-- START OF Records for this exercise --

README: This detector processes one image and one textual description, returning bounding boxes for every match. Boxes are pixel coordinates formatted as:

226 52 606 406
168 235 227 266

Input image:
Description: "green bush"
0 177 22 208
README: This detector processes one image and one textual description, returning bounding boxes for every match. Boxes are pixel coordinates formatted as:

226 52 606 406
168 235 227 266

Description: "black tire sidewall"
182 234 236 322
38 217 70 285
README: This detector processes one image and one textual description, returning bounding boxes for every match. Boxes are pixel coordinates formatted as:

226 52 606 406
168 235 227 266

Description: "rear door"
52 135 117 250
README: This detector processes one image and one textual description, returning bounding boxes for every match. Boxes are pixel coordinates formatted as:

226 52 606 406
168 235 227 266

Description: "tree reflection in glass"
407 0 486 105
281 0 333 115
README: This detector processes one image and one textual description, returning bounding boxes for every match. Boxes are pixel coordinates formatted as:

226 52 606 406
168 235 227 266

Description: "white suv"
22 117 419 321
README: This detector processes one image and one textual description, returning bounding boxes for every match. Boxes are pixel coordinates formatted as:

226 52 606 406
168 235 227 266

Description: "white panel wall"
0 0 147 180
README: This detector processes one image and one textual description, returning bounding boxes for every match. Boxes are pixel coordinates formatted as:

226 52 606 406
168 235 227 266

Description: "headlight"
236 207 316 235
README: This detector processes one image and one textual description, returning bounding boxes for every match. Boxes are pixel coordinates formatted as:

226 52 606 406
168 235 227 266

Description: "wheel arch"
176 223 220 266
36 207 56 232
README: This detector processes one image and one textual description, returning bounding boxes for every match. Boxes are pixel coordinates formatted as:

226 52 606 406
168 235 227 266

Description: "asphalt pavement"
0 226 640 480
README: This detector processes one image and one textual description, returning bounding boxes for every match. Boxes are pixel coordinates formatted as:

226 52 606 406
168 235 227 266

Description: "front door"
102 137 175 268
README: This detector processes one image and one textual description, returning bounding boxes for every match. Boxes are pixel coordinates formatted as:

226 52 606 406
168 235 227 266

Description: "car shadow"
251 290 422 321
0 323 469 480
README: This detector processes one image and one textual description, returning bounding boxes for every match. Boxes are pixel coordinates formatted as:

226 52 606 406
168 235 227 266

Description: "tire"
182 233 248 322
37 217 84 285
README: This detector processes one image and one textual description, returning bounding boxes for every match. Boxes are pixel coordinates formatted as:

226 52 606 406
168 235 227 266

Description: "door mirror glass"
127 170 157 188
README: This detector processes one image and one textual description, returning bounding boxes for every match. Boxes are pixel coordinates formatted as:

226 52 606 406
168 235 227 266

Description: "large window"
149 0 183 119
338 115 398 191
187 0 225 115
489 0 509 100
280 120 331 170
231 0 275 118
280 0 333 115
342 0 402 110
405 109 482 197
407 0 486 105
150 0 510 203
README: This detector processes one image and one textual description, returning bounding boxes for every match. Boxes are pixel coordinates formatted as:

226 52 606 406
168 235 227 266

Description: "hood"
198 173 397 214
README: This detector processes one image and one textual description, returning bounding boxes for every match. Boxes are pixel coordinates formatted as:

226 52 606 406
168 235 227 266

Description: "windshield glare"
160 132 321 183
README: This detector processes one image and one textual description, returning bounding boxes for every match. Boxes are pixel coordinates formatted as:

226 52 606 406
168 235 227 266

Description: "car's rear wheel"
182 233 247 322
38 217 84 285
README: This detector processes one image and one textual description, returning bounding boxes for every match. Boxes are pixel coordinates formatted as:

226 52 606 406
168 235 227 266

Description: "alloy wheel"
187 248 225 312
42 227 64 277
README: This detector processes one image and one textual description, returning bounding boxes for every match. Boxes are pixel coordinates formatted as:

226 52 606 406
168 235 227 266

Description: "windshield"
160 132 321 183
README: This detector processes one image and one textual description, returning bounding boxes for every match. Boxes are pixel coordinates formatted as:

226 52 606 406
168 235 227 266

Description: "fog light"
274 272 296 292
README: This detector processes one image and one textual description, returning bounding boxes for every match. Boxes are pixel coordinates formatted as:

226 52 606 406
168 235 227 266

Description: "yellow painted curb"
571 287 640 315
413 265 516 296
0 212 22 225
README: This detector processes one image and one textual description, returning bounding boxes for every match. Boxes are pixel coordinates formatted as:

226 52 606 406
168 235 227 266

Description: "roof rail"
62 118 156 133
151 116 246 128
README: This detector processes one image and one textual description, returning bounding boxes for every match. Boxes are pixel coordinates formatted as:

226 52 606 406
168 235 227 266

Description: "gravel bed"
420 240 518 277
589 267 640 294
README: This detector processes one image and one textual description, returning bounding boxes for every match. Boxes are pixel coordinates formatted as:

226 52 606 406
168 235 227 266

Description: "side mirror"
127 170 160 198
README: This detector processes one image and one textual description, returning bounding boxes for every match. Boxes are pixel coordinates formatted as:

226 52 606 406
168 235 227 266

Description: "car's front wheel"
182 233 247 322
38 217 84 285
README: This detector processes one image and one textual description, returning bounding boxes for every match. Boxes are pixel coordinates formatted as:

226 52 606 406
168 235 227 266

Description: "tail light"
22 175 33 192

-- END OF Records for this exercise --

### Problem description
Please write out the items again, starting with the first line and going on through the line with "52 135 117 250", shifting every answer box coordinate by adding 138 to it. Leave the descriptions and the sample coordinates in the README text unchanged.

### Task solution
README: This detector processes one image and one textual description, returning bounding boxes for every match. Boxes are pixel coordinates formatted as:

226 52 606 406
168 235 227 266

Input image:
Description: "green bush"
138 315 160 346
README: This detector processes one image and one textual description, returning bounding boxes for every match. Boxes are pixel coordinates formatted as:

226 52 606 406
168 235 227 266

Description: "black tire sidewall"
320 372 374 460
176 355 208 423
README: This detector processes one image and one textual description, returning bounding boxes for every match. Boxes are pixel coordinates formatted as:

226 52 606 406
168 235 227 266

Description: "rear door"
190 273 255 388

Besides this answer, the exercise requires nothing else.